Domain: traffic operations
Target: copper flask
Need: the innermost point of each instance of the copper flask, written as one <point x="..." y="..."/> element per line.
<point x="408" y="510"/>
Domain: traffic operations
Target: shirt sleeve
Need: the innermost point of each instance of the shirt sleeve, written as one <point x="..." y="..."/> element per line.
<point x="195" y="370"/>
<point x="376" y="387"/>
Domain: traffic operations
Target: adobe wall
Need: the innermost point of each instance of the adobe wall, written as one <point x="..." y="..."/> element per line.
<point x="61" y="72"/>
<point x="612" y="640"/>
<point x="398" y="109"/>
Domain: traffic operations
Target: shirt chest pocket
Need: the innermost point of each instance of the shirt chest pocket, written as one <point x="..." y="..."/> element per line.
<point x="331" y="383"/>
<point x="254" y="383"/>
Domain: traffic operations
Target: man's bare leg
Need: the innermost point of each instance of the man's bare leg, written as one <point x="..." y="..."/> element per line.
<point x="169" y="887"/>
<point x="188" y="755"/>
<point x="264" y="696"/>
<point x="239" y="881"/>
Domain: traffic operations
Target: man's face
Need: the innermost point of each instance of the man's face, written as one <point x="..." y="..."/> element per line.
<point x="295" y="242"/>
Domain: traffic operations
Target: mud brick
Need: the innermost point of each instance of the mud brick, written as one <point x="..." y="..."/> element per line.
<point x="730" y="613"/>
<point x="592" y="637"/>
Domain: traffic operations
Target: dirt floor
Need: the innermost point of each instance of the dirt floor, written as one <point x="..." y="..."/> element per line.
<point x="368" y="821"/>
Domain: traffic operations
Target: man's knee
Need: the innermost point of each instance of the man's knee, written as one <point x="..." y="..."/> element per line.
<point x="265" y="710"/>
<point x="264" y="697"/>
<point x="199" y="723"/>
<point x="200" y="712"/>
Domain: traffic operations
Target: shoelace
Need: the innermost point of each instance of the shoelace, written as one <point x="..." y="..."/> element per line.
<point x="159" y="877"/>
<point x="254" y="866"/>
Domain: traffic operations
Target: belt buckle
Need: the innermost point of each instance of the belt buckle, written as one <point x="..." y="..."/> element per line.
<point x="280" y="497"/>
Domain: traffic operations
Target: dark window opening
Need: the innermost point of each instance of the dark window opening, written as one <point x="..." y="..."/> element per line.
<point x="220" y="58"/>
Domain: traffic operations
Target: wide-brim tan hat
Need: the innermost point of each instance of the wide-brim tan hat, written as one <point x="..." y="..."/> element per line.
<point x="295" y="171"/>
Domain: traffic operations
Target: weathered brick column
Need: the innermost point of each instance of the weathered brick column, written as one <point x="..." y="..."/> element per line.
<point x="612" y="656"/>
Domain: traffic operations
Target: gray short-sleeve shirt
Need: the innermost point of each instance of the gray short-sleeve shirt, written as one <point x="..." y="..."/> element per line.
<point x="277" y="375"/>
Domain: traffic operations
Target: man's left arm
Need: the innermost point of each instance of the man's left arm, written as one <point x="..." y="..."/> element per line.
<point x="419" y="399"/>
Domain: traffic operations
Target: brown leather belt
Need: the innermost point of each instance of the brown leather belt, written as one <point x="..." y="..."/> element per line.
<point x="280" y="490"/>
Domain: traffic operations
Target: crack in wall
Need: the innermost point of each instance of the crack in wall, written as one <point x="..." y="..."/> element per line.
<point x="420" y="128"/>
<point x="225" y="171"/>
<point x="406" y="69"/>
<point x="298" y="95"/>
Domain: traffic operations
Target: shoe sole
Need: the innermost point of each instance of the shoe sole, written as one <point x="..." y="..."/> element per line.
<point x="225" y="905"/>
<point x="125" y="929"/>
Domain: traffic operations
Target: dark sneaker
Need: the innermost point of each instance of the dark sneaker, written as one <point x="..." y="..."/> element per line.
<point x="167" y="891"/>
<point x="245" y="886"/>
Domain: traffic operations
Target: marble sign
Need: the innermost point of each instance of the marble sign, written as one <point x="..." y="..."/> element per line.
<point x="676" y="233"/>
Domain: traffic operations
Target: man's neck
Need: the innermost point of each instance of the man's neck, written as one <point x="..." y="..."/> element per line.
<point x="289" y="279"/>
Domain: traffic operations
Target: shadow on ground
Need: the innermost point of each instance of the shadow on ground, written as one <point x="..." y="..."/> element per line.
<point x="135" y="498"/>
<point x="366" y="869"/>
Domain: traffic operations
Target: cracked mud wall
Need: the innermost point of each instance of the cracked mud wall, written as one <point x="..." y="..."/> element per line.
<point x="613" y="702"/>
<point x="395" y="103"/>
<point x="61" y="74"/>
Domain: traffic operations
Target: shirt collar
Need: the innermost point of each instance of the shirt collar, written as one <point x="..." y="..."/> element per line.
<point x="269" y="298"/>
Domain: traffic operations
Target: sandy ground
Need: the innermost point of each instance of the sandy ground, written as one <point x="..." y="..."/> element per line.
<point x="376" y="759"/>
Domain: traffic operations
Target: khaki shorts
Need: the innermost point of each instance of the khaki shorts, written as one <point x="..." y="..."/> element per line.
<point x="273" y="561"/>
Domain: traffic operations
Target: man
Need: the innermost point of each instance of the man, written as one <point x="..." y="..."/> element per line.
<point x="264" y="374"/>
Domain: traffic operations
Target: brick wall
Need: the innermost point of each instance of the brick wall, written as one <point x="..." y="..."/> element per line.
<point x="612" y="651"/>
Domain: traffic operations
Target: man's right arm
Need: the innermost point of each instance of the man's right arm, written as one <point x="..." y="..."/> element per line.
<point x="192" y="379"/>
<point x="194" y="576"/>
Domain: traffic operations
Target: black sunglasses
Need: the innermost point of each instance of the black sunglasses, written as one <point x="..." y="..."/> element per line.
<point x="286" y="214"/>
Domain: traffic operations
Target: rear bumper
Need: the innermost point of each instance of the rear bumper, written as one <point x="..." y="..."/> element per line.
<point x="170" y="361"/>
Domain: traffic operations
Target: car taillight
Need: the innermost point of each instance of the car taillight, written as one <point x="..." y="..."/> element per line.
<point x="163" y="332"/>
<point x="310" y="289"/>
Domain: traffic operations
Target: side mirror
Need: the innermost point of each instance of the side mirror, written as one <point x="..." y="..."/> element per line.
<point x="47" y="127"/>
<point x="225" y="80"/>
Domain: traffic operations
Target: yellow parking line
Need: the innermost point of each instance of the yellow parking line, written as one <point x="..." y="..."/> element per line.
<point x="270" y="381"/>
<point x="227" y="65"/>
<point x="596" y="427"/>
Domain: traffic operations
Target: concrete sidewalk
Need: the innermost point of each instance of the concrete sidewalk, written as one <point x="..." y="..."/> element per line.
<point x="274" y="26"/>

◆ ◆ ◆ ◆ ◆ ◆ ◆

SET PROBLEM
Write the material out exactly, with nothing left out.

CORRECT RESULT
Domain: traffic operations
Target: copper flask
Need: the innermost point of each instance of the copper flask, written as one <point x="..." y="..."/> element per line.
<point x="408" y="510"/>
Domain: traffic operations
Target: shirt sleeve
Need: the innermost point of each instance of the shirt sleeve, written as one <point x="..." y="..."/> element per line.
<point x="195" y="370"/>
<point x="376" y="387"/>
Domain: traffic operations
Target: adobe wall
Need: the innermost point of each instance of the adobe wall, written as one <point x="..." y="..."/> element per line.
<point x="61" y="72"/>
<point x="612" y="640"/>
<point x="398" y="109"/>
Domain: traffic operations
Target: shirt chest pocket
Need: the innermost point of each instance of the shirt chest pocket, written as one <point x="..." y="..."/> element per line.
<point x="331" y="383"/>
<point x="254" y="383"/>
Domain: traffic operations
Target: man's bare leg
Need: the innermost point of each instance of the man's bare leg, written as one <point x="..." y="..."/> element per line.
<point x="169" y="887"/>
<point x="188" y="755"/>
<point x="264" y="696"/>
<point x="239" y="881"/>
Domain: traffic operations
Target: man's face
Need: the innermost point of each instance of the man's face, written as one <point x="..." y="..."/> element per line.
<point x="295" y="242"/>
Domain: traffic operations
Target: mud brick
Need: the innermost point of each instance of the mud brick, written as one <point x="..." y="..."/> element per line.
<point x="730" y="613"/>
<point x="592" y="637"/>
Domain: traffic operations
Target: dirt floor
Need: the innermost point of each instance of the dirt floor, written as one <point x="..." y="..."/> element per line.
<point x="368" y="821"/>
Domain: traffic operations
Target: man's knee
Need: the innermost point of each instance of the man's knee, written as one <point x="..." y="..."/> element per line.
<point x="265" y="710"/>
<point x="264" y="697"/>
<point x="199" y="723"/>
<point x="200" y="712"/>
Domain: traffic operations
Target: shoelace
Need: the innermost point of each instance of the shoelace, written as one <point x="..." y="..."/> element per line.
<point x="159" y="877"/>
<point x="254" y="866"/>
Domain: traffic operations
Target: belt buckle
Need: the innermost point of each instance of the belt buckle, written as one <point x="..." y="..."/> element per line.
<point x="280" y="497"/>
Domain: traffic operations
Target: dark window opening
Need: the innermost point of each instance of the dark window opening, written as one <point x="..." y="..."/> element per line.
<point x="220" y="58"/>
Domain: traffic operations
Target: wide-brim tan hat
Need: the innermost point of each instance of the wide-brim tan hat, written as one <point x="..." y="..."/> element per line.
<point x="295" y="171"/>
Domain: traffic operations
Target: weathered brick column
Need: the innermost point of each instance of the weathered brick column, written as one <point x="..." y="..."/> element per line.
<point x="612" y="656"/>
Domain: traffic operations
Target: gray short-sleeve shirt
Need: the innermost point of each instance of the gray short-sleeve shirt, written as one <point x="..." y="..."/> element per line.
<point x="277" y="375"/>
Domain: traffic operations
Target: man's left arm
Need: the innermost point of each instance of the man's left arm, written as one <point x="..." y="..."/> element per line.
<point x="419" y="399"/>
Domain: traffic operations
Target: brown leather belt
Need: the innermost point of each instance of the brown leather belt, written as one <point x="..." y="..."/> element per line.
<point x="280" y="490"/>
Domain: traffic operations
Target: crack in wall
Need: the innermost point of each instance of the crack in wall, written as one <point x="..." y="..."/> element per line.
<point x="420" y="128"/>
<point x="225" y="171"/>
<point x="406" y="69"/>
<point x="298" y="95"/>
Domain: traffic operations
Target: shoe sole
Need: the innermost point of each instance of the shoe sole, written as one <point x="..." y="..."/> element per line.
<point x="225" y="905"/>
<point x="125" y="929"/>
Domain: traffic operations
Target: dark sneaker
Need: the innermost point of each instance of the dark sneaker, written as one <point x="..." y="..."/> element per line.
<point x="167" y="891"/>
<point x="245" y="886"/>
Domain: traffic operations
Target: marble sign
Need: the innermost point of each instance of the marble sign, written as one <point x="..." y="..."/> element per line.
<point x="676" y="233"/>
Domain: traffic operations
Target: man's neck
Need: the innermost point of each instance of the man's neck, written as one <point x="..." y="..."/> element per line.
<point x="289" y="279"/>
Domain: traffic operations
Target: shadow on ground
Need: the innermost point of each instance of the shadow on ground, written as one <point x="..." y="..."/> element per line.
<point x="135" y="498"/>
<point x="366" y="869"/>
Domain: traffic operations
Target: cracked mud wall
Need: the innermost point of each instance of the cracked mud wall, written as one <point x="..." y="..."/> element per line.
<point x="613" y="702"/>
<point x="395" y="103"/>
<point x="61" y="74"/>
Domain: traffic operations
Target: shirt collar
Need: the innermost point of each instance of the shirt collar, written as one <point x="..." y="..."/> element per line.
<point x="269" y="298"/>
Domain: traffic operations
Target: sandy ground
Need: the innermost point of each instance of the sandy ground, written as one <point x="..." y="..."/> element per line.
<point x="376" y="759"/>
Domain: traffic operations
Target: khaki shorts
Need: the innermost point of each instance of the khaki shorts, written as one <point x="..." y="..."/> element per line.
<point x="273" y="561"/>
Domain: traffic operations
Target: man
Need: the innermost point of each instance of the man, written as one <point x="..." y="..."/> element per line.
<point x="264" y="374"/>
Domain: traffic operations
Target: brick wall
Need: the innermost point of each instance of the brick wall, written as one <point x="..." y="..."/> element per line.
<point x="612" y="651"/>
Domain: traffic operations
Target: man's right arm
Need: the innermost point of each instance of the man's right arm, written as one <point x="..." y="..."/> element per line.
<point x="192" y="379"/>
<point x="194" y="576"/>
Domain: traffic operations
Target: black sunglasses
Need: the innermost point of each instance of the black sunglasses, written as one <point x="..." y="..."/> element per line.
<point x="286" y="214"/>
Domain: traffic operations
Target: rear bumper
Need: the innermost point of each instance of the rear bumper, written as one <point x="..." y="..."/> element per line.
<point x="170" y="361"/>
Domain: traffic operations
Target: car taillight
Need: the innermost point of each instance of the car taillight, written as one <point x="..." y="..."/> element per line.
<point x="163" y="332"/>
<point x="310" y="289"/>
Domain: traffic operations
Target: side mirror
Need: the innermost point of each instance of the side mirror, written as one <point x="..." y="..."/> element per line.
<point x="47" y="127"/>
<point x="225" y="80"/>
Domain: traffic operations
Target: yellow parking line
Need: the innermost point of each instance of the yellow parking line, written as one <point x="..." y="..."/> element per line.
<point x="270" y="381"/>
<point x="227" y="65"/>
<point x="596" y="427"/>
Domain: traffic operations
Target: concrete sidewalk
Need: the innermost point of each instance of the concrete sidewalk, written as one <point x="..." y="..."/> element per line.
<point x="274" y="26"/>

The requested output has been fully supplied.